• **Excerpted passage**
== Segment start ==
Multi-Parametric Artificial Neural Network Fitting of Phase-Cycled Balanced SSFP Data
Multi-parametric mapping techniques are an important tool in quantitative brain MRI to enable characterization of tissues and early diagnosis of pathologies within short acquisition times. Longitudinal and transverse relaxation times have proved to be a useful measure for monitoring brain tumors or neurodegenerative diseases, such as multiple sclerosis, Parkinson’s disease, or Alzheimer’s disease. Joint approaches, which allow quantifying multiple tissue parameters simultaneously based on the same acquisition scheme rather than performing sequential experiments for each, are particularly beneficial since they provide intrinsically co-registered maps.
In recent years, the concept of magnetic resonance fingerprinting (MRF) has become popular for simultaneous multi-parametric tissue characterization by generating signal evolutions, or fingerprints, thought to be unique for specific tissue types. Other novel approaches for combined T1 and T2 quantification utilize the mixed sensitivity to the longitudinal and transverse relaxation times of rapid non-balanced or balanced steady-state free precession (SSFP) sequences. Multi-pathway non-balanced SSFP imaging allows acquiring several steady-state configurations including higher order modes in a single scan, suited for simultaneous multi-parametric mapping. Phase-cycled balanced SSFP (bSSFP) acquisitions enable to sample the characteristic tissue-specific frequency profile, from which estimates for T1 and T2 can be derived.
== Segment end ==
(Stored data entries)
== Segment start ==
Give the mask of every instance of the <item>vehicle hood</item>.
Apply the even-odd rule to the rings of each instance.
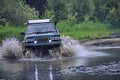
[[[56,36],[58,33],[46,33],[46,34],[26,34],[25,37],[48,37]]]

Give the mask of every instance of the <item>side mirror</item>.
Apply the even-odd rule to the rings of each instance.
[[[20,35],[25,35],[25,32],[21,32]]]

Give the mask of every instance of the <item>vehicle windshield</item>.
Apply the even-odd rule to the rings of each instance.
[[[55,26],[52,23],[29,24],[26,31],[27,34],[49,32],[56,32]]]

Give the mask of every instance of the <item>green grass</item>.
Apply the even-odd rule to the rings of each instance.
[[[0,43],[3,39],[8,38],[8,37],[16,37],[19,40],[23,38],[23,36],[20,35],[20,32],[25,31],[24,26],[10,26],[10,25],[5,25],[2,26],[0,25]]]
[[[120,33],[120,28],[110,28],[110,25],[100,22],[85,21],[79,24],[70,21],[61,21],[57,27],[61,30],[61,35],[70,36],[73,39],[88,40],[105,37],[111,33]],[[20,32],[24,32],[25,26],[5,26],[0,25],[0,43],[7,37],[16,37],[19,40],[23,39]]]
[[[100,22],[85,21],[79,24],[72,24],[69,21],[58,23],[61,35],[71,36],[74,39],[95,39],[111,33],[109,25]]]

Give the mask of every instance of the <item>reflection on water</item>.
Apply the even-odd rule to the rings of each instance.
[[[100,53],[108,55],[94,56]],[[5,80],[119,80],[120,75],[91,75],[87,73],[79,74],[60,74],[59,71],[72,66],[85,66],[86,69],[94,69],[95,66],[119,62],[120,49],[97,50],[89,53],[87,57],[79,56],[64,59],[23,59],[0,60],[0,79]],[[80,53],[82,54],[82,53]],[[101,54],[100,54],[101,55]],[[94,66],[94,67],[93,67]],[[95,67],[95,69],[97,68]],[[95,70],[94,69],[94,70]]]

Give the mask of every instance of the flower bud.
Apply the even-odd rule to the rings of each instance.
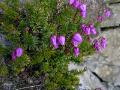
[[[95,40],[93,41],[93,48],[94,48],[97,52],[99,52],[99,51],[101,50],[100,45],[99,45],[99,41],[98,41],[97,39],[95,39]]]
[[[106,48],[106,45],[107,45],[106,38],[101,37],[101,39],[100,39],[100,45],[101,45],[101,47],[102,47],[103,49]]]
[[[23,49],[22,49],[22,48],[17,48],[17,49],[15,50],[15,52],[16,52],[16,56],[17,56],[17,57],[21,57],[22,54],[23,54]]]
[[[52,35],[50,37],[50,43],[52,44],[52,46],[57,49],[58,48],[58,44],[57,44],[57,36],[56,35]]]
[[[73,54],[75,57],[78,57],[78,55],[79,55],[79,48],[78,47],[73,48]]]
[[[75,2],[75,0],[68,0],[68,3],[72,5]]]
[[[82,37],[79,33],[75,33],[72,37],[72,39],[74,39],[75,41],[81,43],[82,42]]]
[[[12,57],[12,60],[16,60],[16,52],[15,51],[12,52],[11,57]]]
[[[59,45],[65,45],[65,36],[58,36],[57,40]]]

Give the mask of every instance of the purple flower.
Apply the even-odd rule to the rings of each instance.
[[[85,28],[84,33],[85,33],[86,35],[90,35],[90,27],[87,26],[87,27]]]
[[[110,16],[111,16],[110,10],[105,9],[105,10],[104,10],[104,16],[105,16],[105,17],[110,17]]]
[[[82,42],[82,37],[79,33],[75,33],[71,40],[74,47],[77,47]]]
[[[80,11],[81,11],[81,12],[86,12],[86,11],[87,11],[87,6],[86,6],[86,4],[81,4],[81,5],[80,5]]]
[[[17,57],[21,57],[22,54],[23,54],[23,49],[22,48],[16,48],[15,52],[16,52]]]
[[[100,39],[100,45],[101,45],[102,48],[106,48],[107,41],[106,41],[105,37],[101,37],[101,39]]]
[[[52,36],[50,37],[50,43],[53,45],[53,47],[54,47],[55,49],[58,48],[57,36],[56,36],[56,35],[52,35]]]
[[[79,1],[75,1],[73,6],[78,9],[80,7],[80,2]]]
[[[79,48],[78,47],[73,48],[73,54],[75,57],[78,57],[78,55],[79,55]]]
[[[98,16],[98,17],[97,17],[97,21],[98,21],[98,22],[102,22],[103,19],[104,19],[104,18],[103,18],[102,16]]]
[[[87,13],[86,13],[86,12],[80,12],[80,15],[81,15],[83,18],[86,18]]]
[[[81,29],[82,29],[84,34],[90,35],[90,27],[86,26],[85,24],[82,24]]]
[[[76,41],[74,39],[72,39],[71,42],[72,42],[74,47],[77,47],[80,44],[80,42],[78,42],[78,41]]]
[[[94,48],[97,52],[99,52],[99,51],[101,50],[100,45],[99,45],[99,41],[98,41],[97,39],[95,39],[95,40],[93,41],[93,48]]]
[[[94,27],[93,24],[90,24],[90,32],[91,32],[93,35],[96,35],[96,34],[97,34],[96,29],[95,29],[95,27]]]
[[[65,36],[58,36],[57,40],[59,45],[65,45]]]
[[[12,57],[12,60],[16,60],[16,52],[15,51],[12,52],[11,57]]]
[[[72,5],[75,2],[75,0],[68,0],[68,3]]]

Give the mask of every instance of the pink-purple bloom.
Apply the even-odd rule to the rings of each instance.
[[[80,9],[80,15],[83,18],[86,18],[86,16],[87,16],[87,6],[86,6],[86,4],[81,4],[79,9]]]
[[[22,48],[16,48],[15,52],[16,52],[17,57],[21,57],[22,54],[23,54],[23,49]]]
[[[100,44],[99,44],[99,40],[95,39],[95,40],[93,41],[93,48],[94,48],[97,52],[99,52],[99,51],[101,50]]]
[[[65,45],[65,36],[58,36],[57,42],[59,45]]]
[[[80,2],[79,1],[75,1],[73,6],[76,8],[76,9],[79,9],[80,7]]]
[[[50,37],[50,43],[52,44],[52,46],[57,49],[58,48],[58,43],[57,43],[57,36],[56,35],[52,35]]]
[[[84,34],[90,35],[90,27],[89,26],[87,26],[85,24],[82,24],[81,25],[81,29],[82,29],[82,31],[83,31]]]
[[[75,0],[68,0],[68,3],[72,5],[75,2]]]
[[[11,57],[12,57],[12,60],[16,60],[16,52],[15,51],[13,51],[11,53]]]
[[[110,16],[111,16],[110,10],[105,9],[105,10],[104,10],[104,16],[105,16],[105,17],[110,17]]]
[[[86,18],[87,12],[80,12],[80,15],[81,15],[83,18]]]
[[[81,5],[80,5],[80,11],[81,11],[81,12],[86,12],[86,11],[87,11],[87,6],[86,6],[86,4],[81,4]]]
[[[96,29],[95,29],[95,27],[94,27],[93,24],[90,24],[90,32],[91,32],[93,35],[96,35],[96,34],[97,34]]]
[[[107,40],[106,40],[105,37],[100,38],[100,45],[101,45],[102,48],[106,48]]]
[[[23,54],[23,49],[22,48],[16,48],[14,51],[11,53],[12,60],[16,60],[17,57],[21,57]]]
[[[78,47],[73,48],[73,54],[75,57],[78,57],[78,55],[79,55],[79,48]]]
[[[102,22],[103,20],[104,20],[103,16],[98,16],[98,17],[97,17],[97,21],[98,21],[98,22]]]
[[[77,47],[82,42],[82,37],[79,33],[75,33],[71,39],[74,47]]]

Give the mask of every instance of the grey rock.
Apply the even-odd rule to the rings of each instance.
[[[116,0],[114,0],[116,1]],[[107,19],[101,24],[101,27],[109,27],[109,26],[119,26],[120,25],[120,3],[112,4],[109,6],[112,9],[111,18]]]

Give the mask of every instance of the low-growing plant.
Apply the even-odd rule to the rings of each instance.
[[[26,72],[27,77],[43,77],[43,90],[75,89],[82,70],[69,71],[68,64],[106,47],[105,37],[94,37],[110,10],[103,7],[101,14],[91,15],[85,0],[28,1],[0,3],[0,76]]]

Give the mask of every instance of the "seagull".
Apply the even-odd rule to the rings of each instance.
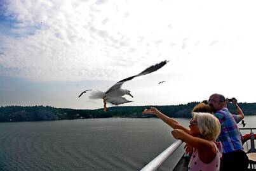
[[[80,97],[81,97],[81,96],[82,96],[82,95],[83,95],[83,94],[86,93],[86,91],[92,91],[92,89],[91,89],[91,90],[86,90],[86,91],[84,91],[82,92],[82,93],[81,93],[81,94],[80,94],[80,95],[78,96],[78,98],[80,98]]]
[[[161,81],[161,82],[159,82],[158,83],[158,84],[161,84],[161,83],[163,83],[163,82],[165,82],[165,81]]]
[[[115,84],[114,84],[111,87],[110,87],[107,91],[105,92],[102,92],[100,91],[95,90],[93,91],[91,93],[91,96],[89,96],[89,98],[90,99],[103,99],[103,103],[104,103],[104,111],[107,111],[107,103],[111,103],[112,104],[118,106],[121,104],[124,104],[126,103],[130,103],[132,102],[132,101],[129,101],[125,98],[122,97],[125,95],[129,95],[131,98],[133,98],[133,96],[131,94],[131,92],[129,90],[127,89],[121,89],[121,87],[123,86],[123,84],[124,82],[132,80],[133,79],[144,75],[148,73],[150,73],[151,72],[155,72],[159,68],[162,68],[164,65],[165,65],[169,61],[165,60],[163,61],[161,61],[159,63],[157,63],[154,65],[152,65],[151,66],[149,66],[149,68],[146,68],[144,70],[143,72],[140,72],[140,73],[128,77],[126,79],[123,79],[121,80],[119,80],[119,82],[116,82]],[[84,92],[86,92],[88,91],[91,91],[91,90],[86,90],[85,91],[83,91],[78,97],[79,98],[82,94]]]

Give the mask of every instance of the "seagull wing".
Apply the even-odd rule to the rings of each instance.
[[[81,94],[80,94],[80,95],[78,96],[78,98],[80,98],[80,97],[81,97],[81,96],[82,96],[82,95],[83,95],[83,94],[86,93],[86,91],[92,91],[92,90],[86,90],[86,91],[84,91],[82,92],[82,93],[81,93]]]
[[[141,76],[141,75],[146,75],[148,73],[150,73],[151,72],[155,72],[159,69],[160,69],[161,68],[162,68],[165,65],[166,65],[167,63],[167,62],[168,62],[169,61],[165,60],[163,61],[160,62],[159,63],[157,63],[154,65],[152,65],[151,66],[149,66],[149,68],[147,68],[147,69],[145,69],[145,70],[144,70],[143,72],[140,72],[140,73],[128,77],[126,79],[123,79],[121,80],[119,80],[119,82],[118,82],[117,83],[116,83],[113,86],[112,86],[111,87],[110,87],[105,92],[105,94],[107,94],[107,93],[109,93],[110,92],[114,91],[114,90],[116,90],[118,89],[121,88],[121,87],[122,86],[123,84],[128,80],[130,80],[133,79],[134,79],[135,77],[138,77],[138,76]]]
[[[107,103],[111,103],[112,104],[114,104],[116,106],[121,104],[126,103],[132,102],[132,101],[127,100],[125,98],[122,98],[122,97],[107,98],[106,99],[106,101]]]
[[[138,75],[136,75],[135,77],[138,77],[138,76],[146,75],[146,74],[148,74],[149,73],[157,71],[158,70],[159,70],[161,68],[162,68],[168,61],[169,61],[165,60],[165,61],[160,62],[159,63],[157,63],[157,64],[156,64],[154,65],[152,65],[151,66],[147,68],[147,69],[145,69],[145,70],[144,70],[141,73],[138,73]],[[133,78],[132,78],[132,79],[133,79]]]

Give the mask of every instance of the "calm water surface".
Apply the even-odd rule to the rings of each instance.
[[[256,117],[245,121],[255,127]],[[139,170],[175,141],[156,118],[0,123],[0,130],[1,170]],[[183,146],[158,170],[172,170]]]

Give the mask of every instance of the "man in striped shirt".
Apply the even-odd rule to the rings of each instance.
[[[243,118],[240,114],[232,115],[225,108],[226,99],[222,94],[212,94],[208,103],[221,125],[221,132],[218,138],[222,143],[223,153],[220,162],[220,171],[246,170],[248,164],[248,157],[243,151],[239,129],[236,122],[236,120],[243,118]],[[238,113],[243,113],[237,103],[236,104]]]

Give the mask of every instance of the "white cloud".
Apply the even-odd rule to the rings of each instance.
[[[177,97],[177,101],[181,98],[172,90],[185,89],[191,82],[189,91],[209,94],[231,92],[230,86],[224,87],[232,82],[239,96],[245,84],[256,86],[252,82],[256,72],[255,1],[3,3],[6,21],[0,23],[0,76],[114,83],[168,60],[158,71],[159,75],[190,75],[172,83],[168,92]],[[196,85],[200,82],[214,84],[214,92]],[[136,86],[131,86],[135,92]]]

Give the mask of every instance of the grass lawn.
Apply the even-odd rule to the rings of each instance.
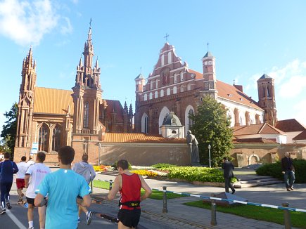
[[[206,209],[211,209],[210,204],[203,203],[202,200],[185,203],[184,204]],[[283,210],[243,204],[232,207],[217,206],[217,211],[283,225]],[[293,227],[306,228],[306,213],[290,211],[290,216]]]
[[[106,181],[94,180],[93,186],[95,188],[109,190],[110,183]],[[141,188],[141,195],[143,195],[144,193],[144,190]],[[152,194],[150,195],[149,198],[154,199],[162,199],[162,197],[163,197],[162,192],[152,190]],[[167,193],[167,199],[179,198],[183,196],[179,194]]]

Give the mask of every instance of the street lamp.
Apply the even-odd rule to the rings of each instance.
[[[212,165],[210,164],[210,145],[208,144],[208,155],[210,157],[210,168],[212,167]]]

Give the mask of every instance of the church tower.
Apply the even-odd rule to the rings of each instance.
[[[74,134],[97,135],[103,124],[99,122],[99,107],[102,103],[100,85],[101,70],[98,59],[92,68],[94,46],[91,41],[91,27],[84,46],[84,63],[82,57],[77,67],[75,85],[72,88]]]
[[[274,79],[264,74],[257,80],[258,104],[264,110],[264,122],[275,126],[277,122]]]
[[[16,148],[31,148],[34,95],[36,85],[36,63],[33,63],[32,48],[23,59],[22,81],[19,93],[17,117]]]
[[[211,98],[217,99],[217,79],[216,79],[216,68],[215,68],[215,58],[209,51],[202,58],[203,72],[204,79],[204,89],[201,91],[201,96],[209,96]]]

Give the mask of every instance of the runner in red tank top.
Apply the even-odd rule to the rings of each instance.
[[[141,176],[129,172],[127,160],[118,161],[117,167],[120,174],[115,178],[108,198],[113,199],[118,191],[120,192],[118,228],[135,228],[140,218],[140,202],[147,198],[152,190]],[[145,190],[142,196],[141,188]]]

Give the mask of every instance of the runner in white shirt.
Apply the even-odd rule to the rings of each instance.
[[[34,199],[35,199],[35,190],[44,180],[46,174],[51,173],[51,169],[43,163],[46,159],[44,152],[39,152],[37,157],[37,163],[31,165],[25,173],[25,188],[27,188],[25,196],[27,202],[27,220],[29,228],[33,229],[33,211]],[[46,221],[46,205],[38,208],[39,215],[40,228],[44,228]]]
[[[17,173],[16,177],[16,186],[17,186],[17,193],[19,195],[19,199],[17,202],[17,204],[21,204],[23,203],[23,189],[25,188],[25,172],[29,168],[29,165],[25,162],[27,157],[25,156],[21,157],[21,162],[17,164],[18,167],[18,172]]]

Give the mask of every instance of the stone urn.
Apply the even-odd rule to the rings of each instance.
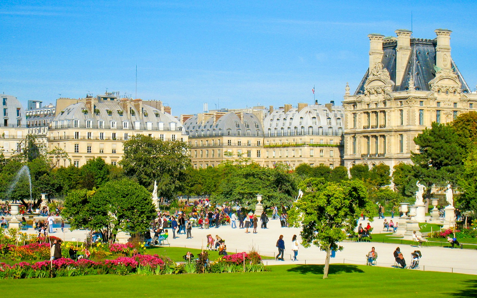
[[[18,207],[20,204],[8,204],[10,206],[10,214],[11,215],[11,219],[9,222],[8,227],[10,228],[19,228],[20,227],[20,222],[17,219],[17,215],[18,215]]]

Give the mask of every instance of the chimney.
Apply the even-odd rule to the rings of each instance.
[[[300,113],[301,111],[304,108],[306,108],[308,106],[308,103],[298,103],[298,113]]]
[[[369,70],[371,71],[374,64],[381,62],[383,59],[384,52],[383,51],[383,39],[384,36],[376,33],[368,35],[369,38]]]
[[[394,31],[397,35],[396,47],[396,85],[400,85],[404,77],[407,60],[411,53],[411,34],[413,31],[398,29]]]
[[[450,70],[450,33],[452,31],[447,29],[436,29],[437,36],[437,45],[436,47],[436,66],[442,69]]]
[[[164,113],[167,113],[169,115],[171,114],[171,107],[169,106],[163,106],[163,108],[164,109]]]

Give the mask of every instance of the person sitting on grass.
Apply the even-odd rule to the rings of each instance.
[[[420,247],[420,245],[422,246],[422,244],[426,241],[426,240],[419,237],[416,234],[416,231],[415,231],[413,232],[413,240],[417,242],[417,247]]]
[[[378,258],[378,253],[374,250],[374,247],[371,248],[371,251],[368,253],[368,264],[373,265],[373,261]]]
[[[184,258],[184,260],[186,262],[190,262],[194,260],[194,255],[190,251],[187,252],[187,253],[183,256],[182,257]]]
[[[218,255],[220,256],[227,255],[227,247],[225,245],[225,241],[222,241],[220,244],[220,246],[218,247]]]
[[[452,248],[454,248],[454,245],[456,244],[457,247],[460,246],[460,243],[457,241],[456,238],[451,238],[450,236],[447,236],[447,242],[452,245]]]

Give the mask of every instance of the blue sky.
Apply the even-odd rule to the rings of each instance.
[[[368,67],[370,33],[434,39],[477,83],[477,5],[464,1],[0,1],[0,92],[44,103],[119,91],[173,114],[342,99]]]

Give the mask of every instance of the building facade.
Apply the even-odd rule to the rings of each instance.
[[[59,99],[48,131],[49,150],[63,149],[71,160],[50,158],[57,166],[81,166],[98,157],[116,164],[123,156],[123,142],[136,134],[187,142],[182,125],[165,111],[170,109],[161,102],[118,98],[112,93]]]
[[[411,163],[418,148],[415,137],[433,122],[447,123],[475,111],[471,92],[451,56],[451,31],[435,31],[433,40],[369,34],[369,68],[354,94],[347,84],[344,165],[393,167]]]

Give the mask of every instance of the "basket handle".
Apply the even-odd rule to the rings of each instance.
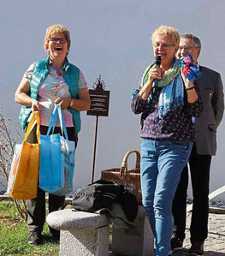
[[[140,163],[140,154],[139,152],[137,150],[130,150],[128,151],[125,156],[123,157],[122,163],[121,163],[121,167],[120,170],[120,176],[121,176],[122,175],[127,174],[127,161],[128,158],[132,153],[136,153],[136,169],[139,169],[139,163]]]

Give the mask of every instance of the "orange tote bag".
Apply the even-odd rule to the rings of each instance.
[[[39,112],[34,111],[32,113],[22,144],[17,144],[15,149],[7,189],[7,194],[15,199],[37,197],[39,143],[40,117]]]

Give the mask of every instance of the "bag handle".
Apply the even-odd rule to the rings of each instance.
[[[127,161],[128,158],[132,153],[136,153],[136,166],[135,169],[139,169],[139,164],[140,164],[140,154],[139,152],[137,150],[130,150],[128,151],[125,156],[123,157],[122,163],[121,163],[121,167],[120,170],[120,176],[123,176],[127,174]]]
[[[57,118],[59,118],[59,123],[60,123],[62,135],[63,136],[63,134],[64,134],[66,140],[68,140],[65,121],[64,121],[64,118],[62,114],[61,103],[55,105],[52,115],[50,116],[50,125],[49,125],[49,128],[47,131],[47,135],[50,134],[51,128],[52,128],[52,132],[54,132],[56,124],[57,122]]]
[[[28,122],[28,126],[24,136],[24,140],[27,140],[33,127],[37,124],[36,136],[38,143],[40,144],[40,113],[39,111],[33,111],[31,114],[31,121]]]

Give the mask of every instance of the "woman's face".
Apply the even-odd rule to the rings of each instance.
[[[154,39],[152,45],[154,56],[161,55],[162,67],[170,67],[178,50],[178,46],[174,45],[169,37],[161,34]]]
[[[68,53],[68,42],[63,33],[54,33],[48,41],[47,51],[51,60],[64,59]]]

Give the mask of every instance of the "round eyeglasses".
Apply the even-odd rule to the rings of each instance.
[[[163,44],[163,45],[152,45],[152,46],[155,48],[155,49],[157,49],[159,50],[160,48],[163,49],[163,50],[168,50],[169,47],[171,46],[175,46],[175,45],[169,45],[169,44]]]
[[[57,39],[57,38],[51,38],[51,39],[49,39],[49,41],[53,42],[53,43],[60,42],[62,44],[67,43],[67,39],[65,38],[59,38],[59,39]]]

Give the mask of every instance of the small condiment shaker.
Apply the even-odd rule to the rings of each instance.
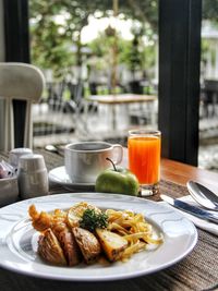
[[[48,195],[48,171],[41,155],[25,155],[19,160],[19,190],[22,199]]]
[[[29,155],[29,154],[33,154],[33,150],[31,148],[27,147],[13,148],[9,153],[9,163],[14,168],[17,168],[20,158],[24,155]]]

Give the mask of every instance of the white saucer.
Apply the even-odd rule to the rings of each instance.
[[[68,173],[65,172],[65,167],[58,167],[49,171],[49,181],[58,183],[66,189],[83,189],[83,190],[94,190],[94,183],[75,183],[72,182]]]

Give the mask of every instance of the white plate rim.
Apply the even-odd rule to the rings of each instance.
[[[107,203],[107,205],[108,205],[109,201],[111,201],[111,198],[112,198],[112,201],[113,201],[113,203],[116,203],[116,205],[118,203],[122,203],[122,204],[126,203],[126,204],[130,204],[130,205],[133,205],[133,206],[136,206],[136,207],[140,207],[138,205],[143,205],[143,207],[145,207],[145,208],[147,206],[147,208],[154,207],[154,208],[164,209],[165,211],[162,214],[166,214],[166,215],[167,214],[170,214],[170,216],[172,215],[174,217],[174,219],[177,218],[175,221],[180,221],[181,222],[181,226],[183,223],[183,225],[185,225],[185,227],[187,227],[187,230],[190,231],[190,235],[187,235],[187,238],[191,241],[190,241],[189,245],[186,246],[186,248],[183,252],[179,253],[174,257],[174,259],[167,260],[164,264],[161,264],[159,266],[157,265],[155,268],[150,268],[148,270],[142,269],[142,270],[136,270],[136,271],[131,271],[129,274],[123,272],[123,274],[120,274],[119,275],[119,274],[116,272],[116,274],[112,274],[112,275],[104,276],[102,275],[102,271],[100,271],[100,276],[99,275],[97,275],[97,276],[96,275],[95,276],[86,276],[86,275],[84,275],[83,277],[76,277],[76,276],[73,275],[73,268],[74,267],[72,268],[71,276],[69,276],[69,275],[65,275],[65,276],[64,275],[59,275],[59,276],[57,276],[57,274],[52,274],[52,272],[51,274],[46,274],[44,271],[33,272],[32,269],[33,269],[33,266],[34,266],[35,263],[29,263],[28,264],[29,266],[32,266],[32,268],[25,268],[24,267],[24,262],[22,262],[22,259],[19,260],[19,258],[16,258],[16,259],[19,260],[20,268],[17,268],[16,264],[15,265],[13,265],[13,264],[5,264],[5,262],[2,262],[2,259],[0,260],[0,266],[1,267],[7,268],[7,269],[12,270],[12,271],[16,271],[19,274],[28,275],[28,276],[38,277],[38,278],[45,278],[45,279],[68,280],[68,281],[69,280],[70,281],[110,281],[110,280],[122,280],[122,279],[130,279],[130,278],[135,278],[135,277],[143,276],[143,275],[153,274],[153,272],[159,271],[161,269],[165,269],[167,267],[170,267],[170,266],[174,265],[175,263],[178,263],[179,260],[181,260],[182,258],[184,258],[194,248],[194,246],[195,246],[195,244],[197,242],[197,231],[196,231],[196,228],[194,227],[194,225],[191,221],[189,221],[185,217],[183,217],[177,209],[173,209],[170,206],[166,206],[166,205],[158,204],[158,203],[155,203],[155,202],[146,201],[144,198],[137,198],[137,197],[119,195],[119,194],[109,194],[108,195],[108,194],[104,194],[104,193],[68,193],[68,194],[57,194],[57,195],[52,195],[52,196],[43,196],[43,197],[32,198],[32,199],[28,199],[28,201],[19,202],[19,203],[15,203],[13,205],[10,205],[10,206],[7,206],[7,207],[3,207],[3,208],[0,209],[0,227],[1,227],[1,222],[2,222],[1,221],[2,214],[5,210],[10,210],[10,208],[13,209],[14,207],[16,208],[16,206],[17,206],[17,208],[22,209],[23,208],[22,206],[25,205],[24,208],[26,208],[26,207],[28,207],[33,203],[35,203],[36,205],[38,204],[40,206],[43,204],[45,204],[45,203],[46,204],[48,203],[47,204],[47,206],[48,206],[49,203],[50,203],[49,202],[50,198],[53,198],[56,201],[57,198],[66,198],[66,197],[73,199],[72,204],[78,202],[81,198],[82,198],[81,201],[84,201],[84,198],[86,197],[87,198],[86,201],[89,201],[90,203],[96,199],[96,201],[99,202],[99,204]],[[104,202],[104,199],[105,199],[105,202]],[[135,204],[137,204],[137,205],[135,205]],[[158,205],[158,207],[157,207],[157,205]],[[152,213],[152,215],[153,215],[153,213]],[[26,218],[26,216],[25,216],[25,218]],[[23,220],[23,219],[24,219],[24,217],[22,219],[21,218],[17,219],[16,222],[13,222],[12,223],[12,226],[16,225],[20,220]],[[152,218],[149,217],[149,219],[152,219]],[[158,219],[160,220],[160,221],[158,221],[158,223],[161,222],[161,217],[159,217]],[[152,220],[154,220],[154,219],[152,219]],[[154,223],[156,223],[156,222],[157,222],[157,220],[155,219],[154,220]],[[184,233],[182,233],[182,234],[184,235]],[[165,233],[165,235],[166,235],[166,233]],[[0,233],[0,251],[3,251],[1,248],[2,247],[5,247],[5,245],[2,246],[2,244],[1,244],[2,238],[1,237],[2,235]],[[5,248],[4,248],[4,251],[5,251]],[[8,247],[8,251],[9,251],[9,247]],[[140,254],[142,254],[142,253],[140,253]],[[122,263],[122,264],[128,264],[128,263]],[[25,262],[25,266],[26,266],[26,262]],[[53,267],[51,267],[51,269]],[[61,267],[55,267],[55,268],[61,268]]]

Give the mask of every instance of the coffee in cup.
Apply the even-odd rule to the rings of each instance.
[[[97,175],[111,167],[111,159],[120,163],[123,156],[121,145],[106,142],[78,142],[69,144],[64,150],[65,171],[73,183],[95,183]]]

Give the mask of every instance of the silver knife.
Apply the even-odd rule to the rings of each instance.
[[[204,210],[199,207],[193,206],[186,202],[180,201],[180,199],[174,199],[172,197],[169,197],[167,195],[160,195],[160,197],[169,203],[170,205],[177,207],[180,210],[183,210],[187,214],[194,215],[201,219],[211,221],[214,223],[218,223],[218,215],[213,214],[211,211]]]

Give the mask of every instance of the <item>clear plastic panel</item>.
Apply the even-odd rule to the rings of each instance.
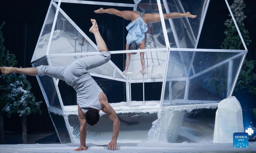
== Segment end ==
• **Work order 1**
From the passage on multi-parametric MRI mapping, extract everything from "Multi-Parametric Artificial Neural" down to "intrinsically co-registered maps.".
• **Work order 2**
In the passage on multi-parametric MRI mapping, why are joint approaches that quantify several tissue parameters from the same acquisition scheme said to be particularly beneficial?
• **Work order 3**
Continue the passage on multi-parametric MRI mapping from where it stops.

• **Exercise answer 1**
Multi-Parametric Artificial Neural Network Fitting of Phase-Cycled Balanced SSFP Data
Multi-parametric mapping techniques are an important tool in quantitative brain MRI to enable characterization of tissues and early diagnosis of pathologies within short acquisition times. Longitudinal and transverse relaxation times have proved to be a useful measure for monitoring brain tumors or neurodegenerative diseases, such as multiple sclerosis, Parkinson’s disease, or Alzheimer’s disease. Joint approaches, which allow quantifying multiple tissue parameters simultaneously based on the same acquisition scheme rather than performing sequential experiments for each, are particularly beneficial since they provide intrinsically co-registered maps.

• **Exercise answer 2**
They provide intrinsically co-registered maps.

• **Exercise answer 3**
The current phase-cycled bSSFP relaxometry techniques such as motion-insensitive rapid configuration relaxometry termed MIRACLE or the ellipse fitting approach termed PLANET are subject to a substantial mismatch between the estimated relaxation times of human brain tissues and measured gold standard reference values. This bias is especially prominent in white matter and likely linked to an asymmetric intra-voxel frequency content due to fiber tract geometry, in combination with multi-component relaxation, e.g. due to the presence of myelin. It has been reported that an asymmetric frequency distribution causes asymmetries in the bSSFP frequency profile. MIRACLE and PLANET fail to account for these anisotropies in the tissue microenvironment, but assume an idealized model for the bSSFP profile, i.e., a symmetric frequency response.
To eliminate this bias, in this work, a feedforward artificial neural network (ANN) is trained with phase-cycled bSSFP data acquired at 3 T in healthy volunteers as input and a multi-parametric output, i.e., T1, T2, transmit field, and off-resonance, using gold standard relaxation time measurements and reference field maps as target.
Magn Reson Med. 2020 Dec;84(6):2981-2993.